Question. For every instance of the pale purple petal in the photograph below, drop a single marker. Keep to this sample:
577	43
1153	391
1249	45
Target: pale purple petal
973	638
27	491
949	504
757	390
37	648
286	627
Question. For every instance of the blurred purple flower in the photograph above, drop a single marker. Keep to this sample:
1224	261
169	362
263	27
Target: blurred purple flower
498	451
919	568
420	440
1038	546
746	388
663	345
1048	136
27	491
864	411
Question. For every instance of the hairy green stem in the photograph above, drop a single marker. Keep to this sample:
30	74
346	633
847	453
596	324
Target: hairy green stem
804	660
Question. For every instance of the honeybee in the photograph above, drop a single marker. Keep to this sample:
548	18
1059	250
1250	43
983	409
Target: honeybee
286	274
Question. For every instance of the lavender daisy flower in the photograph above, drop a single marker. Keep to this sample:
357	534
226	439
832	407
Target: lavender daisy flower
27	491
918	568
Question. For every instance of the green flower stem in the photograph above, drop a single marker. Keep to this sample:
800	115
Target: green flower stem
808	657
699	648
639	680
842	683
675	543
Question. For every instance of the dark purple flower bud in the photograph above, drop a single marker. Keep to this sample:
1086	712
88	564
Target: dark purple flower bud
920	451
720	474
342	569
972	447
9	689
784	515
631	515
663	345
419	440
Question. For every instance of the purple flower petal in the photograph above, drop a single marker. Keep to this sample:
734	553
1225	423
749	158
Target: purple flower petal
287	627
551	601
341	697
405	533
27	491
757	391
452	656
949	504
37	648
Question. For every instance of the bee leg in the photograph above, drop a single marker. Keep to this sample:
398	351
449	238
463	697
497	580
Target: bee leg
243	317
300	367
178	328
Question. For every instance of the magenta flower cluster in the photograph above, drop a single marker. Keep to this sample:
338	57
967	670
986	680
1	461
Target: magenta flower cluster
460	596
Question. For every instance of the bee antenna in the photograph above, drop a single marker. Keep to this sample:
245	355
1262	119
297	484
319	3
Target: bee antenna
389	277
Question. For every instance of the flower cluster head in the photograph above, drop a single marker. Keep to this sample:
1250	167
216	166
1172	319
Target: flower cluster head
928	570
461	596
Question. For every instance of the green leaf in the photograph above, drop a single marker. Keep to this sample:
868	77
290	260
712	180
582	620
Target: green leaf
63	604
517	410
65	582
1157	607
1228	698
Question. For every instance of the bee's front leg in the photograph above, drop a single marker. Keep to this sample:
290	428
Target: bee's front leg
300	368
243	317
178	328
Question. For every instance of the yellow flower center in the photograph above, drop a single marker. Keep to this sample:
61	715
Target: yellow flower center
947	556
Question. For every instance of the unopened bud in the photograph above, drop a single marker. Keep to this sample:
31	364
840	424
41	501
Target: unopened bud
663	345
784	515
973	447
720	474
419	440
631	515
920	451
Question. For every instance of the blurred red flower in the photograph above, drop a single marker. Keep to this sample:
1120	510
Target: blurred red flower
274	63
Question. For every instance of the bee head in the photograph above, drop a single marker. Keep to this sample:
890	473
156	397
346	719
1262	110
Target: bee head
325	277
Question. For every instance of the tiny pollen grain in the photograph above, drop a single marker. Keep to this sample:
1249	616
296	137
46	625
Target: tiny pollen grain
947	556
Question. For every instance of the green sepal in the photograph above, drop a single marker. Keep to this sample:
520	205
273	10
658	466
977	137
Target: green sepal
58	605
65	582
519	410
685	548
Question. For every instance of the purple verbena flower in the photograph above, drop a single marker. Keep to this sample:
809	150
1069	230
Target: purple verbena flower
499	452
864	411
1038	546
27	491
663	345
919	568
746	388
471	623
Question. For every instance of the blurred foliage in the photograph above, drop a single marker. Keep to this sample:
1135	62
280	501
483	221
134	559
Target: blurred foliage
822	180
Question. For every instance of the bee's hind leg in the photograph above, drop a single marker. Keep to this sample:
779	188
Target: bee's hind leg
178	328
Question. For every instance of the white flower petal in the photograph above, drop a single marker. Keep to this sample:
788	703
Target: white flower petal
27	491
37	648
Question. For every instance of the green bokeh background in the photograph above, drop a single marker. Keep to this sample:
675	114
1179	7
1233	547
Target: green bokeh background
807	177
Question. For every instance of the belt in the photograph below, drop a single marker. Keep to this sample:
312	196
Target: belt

Aim of the exercise:
Repeat all the entries word for word.

Problem solution:
Question. For every instance of the pale purple petal in the photograph below, drop a single marker. Keep to this sample:
577	43
1153	391
1249	45
Target: pale purple petal
973	638
27	491
949	504
757	390
37	648
286	627
Question. For every instance of the blurred purple flower in the photograph above, drop a single marker. Keep to this sample:
1224	261
169	362
263	27
Target: blurred purple flower
498	451
919	568
420	440
1038	546
746	388
663	345
1048	136
27	491
864	411
Question. For every instance of the hairy green stem in the photograph above, drop a single marker. Keep to this sample:
30	74
346	633
847	453
596	324
Target: hairy green stem
804	660
Question. For every instance of the honeybee in the photograph above, drop a single marker. Keep to this sample:
548	18
1059	250
1250	43
983	409
Target: honeybee
286	274
Question. For every instance of the lavender daisy flower in the photograph above, drop a single marker. Keep to this sample:
357	534
226	439
832	407
Target: lavender daisy flower
27	491
918	568
Question. For every instance of the green flower stem in the photograph above, drop a single marker. Keep to this sample:
800	115
Target: green flower stem
808	657
699	648
639	680
842	683
675	543
Question. For every instance of the dark purple flower bud in the photograph above, drop a single marker. Keep to this sample:
1086	712
88	564
Target: dark purple flower bud
920	451
720	474
342	569
972	447
9	689
784	515
631	515
663	345
419	440
Question. For every instance of the purple flower petal in the photograph above, drop a single marker. Keep to this sample:
734	553
1225	423
749	158
Target: purple flower petal
287	627
551	601
341	697
405	533
27	491
757	391
452	656
949	504
37	648
Question. For every instance of the bee leg in the photograph above, drop a single marker. Keep to this sample:
398	351
449	238
463	697
497	580
Target: bee leg
243	317
300	367
178	328
Question. For every instance of the magenta flower cluster in the photograph above, drop a single marker. Keep to this sample:
338	57
967	670
986	680
1	461
Target: magenta flower cluster
460	596
Question. For every instance of the bee antenna in the photograph above, drop a single marker. Keep to this sample:
245	355
1262	119
297	484
319	3
Target: bee antenna
389	277
Question. For every instance of the flower cluster head in the photograph above, drop a single marker. Keep to this sample:
1250	167
216	166
1172	319
Target: flower cluster head
928	570
461	596
Question. For every instance of the green leaf in the photograph above, drop a single marker. Keep to this sample:
868	77
290	260
712	180
582	620
Target: green leaf
63	604
517	410
65	582
1157	607
1228	698
Question. For every instance of the bee's front leg in the photograph above, drop a single marker. Keep to this sample:
290	428
Target: bee's front leg
300	368
243	317
178	328
Question. For every instance of the yellow flower center in the photograph above, drop a single marker. Keep to this sample:
61	715
Target: yellow flower center
947	556
Question. For every instance of the unopened bud in the photograph above, drop a single marker. Keep to this sample:
31	364
840	424
41	501
Target: unopened bud
663	345
784	515
973	447
720	474
419	440
631	515
920	451
Question. For every instance of the blurred red flower in the photograph above, drop a single marker. Keep to this sample:
1120	510
Target: blurred red flower
274	63
Question. For every instance of the bee head in the photograph above, drop a single marker. Keep to this sample:
890	473
156	397
346	719
1262	110
Target: bee head
325	277
Question. For every instance of the tiny pollen grain in the photograph above, drop a single marker. Keep to this sample:
1249	616
296	137
46	625
Target: tiny pollen grain
947	556
Question. For every instance of the green sepal in the photograph above, drop a single marker. Keep to this sample:
520	205
273	10
658	466
977	137
Target: green sepal
58	605
65	582
519	410
685	548
Question. For every instance of the purple verbena flower in the photograph above, drop a single marker. Keep to this sample:
809	150
1069	230
Target: purple verbena flower
499	452
864	411
1038	546
27	491
663	345
919	568
746	388
471	623
Question. For every instance of the blurred foliage in the photograph above, drop a single marker. Keep to this sample:
1135	62
280	501
483	221
134	559
Target: blurred foliage
822	180
Question. For every instance of the bee's hind leg in the photograph above, drop a single marker. Keep to this sample:
779	188
Target: bee's hind leg
178	328
Question. For every instance of the white flower petal in the photograph above, drop a single marker. Keep to this sample:
788	703
Target: white flower petal
27	491
37	648
Question. For every instance of the green bokeh background in the photograph above, drop a single marker. Keep to this sample:
675	114
1179	7
1233	547
Target: green bokeh background
807	177
Question. For every instance of the belt in the photograph below, drop a single marker. Keep to this sample:
312	196
Target: belt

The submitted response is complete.